# Document segment
****************
I didn’t really talk about it here on EWC, but I thought ESPN’s outing of Miguel Tejada’s age was outrageous. Classless. Well, at any rate, here’s good story from the Houston Chronicle, mostly concerning the Astros’ Wandy Rodriguez’s road to the majors, talking about how he lied about his age in order to reinvent himself as a pitching prospect after a failed attempt to be signed as an outfielder.
Born Jan. 18, 1979, Wandy Rodriguez persuaded a friend to let him borrow his identity. Cabreja was born Aug. 18, 1981, making him 17 when current Washington Nationals bullpen coach and former Astros minor league pitching coach Ricardo Aponte scouted Rodriguez.
Rodriguez pitched well enough for the Astros to receive a $5,000 signing bonus from scout Julio Linares. By comparison, that year the Astros gave a $725,000 bonus to outfielder Mike Rosamond, their first pick in the supplemental round.
“I gave $500 of that to my uncle and $500 to Coronado,” Rodriguez said.
He took about $300 for himself to buy some clothes and gave his father the rest to buy cattle.
****************
# Supplied information
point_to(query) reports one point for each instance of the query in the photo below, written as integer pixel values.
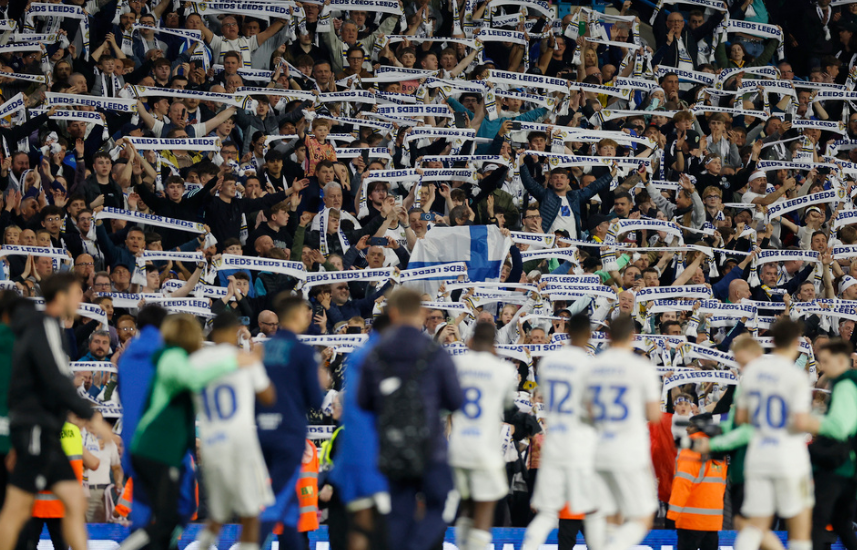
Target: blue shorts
(356, 482)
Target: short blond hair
(182, 330)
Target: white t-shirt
(773, 389)
(619, 387)
(245, 46)
(565, 219)
(562, 379)
(107, 457)
(489, 385)
(748, 198)
(226, 407)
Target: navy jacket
(439, 383)
(549, 201)
(292, 368)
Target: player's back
(225, 407)
(619, 386)
(773, 389)
(489, 385)
(562, 379)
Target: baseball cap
(595, 220)
(692, 139)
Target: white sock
(749, 538)
(627, 535)
(206, 539)
(595, 530)
(478, 539)
(136, 540)
(539, 529)
(462, 531)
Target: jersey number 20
(775, 413)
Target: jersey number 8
(471, 408)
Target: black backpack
(403, 430)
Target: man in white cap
(758, 194)
(848, 288)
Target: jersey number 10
(221, 400)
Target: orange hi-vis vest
(565, 513)
(123, 506)
(47, 505)
(307, 489)
(696, 502)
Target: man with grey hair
(333, 199)
(232, 41)
(268, 323)
(347, 39)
****************
# Actions to take
(a) Switch "backpack" to "bag" in the rows, from the line with "Target: jersey number 8" up to and including the last line of the rows. Write out only those lines, with nothing else changed.
(b) Resume the passage about Wandy Rodriguez's road to the majors, starting after its final sentence.

# Answers to the exercise
(a)
Target: jersey number 8
(471, 408)
Target: black bag
(403, 430)
Target: man in white cap
(758, 194)
(848, 288)
Target: jersey number 10
(221, 400)
Target: orange hi-vis vest
(565, 513)
(123, 506)
(47, 505)
(307, 489)
(696, 502)
Target: man with grey hair
(333, 199)
(232, 41)
(268, 323)
(347, 39)

(b)
This has me wondering if this ever happens in Asia. What’s to stop an 18-year-old Korean kid from re-enrolling in a baseball school as a freshman? My guess is that it would be a little hard to get by the bureaucrats here.
Read the rest of the article here.
6 responses so far ↓
1 EW // May 5, 2008 at 6:27 am
Yeah, I thought that thing with Tejada was classless, as well, a tactic befitting Jerry Springer or Michael Moore.
2 Gary Garland // May 5, 2008 at 12:32 pm
What are you guys talking about? Given how statistics prove that players generally begin to go downhill around age 33-34, I would say that the age issue is important to MLB teams in how they will spend tens of millions of dollars and how much fans pay at the ticket booth along with that.
The thing is that while I can intellectually understand why Miguel liked about his age and why he may have used steroids, it is just the facts. If players can’t stand the press and baseball historians checking into every last phase of their lives and what they did while in an MLB uniform then they ought to go sell shoes.
Lying about his age isn’t something that would make fans despise Tejada anyway because of the dire poverty he grew up in. The steroids issue, though, is a different kettle of fish.
In any event, nobody has objected to attempts to find out the true age of Satchel Paige or Julio Franco. So how does Tejada earn special treatment?
Moreover, since Tejada is one of the bigger names caught fibbing about his age, it lends us a further historical understanding of the conditions under which Latin players have come to MLB.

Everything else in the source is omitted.